* **Prompt**: Your job is to return every line in the data holding the string "with".
◆ ◆ ◆ ◆ ◆ ◆ ◆
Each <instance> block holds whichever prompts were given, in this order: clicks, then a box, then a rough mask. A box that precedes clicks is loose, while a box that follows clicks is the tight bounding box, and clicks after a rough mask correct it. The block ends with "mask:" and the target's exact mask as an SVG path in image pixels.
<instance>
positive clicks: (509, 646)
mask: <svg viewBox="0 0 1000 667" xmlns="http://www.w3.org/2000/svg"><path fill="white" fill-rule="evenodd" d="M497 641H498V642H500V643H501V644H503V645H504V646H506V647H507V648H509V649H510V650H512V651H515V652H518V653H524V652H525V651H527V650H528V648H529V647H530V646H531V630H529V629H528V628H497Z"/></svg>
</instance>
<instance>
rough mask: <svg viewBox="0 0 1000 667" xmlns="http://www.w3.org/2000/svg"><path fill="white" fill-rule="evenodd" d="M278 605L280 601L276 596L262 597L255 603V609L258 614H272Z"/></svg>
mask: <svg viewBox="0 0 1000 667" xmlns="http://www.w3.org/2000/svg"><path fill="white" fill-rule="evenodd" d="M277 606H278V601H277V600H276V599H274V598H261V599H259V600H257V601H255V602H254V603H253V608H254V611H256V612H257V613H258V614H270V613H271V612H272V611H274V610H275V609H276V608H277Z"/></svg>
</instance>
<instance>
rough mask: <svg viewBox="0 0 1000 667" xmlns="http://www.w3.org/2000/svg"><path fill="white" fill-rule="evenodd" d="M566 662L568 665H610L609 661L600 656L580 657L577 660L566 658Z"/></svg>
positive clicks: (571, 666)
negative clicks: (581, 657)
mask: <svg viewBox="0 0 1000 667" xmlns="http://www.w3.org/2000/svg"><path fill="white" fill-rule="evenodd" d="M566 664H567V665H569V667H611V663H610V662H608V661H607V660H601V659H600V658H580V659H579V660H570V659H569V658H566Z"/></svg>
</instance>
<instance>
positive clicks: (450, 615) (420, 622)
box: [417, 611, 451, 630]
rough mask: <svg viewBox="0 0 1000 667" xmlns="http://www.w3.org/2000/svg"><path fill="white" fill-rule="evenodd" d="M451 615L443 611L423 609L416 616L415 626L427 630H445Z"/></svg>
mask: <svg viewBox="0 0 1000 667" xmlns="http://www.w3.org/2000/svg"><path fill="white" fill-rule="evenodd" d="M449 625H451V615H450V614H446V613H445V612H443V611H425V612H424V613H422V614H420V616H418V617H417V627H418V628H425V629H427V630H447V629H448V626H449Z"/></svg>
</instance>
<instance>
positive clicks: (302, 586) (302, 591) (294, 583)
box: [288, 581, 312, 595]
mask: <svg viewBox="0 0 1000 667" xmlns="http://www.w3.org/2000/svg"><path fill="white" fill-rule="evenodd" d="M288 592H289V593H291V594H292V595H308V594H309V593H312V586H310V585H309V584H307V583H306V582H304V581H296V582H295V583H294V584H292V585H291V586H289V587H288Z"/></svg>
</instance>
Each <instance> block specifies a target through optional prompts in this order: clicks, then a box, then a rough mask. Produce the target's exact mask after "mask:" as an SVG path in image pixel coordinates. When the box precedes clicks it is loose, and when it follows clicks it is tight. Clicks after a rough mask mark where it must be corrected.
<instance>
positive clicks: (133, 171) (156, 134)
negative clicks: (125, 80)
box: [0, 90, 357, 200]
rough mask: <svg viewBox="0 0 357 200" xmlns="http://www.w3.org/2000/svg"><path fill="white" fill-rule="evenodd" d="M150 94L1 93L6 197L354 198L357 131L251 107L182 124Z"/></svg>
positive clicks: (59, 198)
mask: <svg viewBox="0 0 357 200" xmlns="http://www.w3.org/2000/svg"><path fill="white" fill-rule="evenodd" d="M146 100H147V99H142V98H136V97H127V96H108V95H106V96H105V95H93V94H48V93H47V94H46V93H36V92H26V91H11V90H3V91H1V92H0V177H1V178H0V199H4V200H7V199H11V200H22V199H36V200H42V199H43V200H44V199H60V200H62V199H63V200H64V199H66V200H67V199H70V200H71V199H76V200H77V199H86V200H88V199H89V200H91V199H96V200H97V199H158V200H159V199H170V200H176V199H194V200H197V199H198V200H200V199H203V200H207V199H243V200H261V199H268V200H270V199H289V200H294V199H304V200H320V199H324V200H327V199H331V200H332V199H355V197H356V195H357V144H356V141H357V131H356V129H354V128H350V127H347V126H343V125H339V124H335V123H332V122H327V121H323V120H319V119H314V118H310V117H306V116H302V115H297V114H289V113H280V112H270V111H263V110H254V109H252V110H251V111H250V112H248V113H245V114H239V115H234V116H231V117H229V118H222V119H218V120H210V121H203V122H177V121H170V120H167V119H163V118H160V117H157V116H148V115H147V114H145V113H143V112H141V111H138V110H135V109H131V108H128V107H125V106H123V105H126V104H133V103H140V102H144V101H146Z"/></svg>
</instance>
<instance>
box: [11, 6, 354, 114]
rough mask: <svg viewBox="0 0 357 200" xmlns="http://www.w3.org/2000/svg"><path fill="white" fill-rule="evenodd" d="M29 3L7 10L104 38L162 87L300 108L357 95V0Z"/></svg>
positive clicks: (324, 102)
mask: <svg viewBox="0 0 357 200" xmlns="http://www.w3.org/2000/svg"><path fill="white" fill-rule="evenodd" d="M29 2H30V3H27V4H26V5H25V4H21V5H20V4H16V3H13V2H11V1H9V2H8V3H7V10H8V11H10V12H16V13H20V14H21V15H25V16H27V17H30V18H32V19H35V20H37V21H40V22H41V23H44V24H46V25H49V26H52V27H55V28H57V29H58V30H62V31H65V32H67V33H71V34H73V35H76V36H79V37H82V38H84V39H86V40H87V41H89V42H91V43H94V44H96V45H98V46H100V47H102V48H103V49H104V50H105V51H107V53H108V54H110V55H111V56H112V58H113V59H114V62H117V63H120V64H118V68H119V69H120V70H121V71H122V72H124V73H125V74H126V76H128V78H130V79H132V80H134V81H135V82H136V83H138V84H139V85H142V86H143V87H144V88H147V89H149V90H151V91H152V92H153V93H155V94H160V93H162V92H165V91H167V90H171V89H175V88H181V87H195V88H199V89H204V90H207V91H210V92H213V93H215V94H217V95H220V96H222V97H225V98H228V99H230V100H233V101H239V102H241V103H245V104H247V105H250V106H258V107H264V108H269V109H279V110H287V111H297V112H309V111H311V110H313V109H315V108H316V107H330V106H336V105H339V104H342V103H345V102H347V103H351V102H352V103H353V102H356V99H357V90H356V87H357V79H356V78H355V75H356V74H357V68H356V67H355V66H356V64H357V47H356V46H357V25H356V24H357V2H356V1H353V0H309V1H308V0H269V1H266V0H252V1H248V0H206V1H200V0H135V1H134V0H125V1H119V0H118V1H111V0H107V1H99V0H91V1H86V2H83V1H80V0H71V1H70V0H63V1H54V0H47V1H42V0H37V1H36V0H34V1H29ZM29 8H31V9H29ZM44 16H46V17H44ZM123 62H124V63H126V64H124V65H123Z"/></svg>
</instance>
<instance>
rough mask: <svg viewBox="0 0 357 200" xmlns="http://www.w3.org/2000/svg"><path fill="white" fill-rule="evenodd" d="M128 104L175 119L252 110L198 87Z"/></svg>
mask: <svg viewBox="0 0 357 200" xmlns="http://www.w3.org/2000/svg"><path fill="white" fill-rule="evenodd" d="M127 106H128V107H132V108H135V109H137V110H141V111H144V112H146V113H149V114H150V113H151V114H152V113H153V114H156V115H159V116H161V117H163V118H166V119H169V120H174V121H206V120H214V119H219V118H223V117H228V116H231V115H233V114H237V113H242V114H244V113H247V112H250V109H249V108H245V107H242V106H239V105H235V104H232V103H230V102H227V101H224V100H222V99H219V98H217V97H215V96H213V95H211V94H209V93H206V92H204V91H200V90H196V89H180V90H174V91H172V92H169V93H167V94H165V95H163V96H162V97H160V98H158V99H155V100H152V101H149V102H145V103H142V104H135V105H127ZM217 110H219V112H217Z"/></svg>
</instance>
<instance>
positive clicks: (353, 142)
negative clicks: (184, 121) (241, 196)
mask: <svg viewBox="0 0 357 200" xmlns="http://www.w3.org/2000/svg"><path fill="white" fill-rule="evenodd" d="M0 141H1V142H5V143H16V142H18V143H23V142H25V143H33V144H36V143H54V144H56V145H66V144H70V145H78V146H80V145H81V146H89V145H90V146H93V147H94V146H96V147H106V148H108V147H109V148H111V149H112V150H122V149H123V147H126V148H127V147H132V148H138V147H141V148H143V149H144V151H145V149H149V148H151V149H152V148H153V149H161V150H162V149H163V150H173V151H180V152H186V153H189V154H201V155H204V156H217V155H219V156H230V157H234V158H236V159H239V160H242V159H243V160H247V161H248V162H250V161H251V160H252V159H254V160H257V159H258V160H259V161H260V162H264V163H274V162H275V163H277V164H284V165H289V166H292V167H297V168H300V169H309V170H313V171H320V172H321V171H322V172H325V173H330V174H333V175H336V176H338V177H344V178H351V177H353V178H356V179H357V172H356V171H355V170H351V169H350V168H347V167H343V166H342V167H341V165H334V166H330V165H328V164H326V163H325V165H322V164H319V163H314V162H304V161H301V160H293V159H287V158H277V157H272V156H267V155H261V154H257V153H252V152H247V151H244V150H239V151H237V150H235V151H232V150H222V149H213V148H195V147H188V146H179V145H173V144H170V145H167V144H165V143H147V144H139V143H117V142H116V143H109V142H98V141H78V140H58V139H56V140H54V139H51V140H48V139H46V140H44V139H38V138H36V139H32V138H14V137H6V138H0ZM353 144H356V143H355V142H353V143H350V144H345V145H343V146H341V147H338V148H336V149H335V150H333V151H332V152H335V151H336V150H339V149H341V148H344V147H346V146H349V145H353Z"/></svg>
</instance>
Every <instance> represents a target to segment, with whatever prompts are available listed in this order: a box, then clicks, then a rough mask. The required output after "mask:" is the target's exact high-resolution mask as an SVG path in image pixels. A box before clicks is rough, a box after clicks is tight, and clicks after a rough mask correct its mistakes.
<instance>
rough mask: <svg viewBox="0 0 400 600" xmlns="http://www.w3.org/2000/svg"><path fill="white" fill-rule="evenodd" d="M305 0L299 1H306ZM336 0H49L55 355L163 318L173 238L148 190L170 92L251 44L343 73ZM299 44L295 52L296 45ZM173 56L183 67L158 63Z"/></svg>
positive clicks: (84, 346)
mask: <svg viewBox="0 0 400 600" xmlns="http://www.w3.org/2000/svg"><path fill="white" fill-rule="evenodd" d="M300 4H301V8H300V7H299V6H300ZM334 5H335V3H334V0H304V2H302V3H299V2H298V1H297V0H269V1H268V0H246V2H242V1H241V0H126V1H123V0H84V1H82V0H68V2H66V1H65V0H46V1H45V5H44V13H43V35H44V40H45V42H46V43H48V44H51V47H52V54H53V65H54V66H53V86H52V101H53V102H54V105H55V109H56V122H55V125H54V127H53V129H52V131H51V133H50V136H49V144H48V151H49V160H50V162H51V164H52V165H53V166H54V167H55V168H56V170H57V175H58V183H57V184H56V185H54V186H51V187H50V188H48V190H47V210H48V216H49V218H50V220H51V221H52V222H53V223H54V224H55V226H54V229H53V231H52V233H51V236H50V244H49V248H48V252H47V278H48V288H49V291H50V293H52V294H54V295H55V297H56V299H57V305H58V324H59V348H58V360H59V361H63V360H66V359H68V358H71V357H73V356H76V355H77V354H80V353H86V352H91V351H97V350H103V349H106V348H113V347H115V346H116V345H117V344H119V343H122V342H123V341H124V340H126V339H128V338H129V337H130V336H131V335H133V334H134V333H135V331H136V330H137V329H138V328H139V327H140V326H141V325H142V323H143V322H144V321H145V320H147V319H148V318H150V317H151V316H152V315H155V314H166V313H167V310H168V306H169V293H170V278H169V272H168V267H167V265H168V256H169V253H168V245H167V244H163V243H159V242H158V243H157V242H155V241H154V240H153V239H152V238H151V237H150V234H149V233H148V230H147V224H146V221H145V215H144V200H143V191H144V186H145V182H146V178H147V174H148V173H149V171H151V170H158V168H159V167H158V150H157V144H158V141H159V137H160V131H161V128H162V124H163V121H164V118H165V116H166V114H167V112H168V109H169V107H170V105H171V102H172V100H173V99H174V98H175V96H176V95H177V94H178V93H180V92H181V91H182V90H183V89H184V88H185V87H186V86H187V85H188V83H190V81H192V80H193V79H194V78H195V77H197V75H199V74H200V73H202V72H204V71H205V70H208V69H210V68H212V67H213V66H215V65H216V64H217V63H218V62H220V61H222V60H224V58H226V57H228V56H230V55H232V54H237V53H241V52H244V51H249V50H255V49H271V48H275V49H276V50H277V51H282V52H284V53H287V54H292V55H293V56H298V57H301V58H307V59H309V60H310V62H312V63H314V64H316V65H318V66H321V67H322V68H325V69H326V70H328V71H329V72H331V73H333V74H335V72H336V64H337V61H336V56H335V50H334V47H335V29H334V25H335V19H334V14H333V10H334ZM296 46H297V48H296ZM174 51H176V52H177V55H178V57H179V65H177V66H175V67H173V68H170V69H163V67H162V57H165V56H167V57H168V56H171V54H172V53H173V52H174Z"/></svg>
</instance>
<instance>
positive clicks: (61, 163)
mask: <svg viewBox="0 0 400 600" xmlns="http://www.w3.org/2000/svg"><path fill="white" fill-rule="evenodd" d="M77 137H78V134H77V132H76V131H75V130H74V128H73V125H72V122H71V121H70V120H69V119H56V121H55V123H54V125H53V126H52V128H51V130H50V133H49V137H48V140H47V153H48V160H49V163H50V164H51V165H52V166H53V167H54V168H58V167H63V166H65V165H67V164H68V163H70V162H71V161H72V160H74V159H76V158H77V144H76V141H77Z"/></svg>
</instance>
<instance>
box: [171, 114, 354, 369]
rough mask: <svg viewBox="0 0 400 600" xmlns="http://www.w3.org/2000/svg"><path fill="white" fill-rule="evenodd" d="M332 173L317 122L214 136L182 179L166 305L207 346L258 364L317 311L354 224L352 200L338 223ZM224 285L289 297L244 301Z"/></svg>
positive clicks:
◆ ◆ ◆ ◆ ◆ ◆ ◆
* **Answer**:
Each <instance> block holds whichever prompts were given, in this order: clicks, then a box, then a rough mask. A box that precedes clicks is loose, while a box that follows clicks is the tight bounding box, and clicks after a rough mask correct it. The block ends with "mask:" and the target's exact mask as an SVG path in image pixels.
Every <instance> represents a target to segment, with whatever prompts are available listed in this order: a box, then clicks, then a rough mask. The required output after "mask:" is the target's exact high-resolution mask as an SVG path in image pixels. A box before clicks is rough, a box after clicks is tight, and clicks after a rough mask correct its mistakes.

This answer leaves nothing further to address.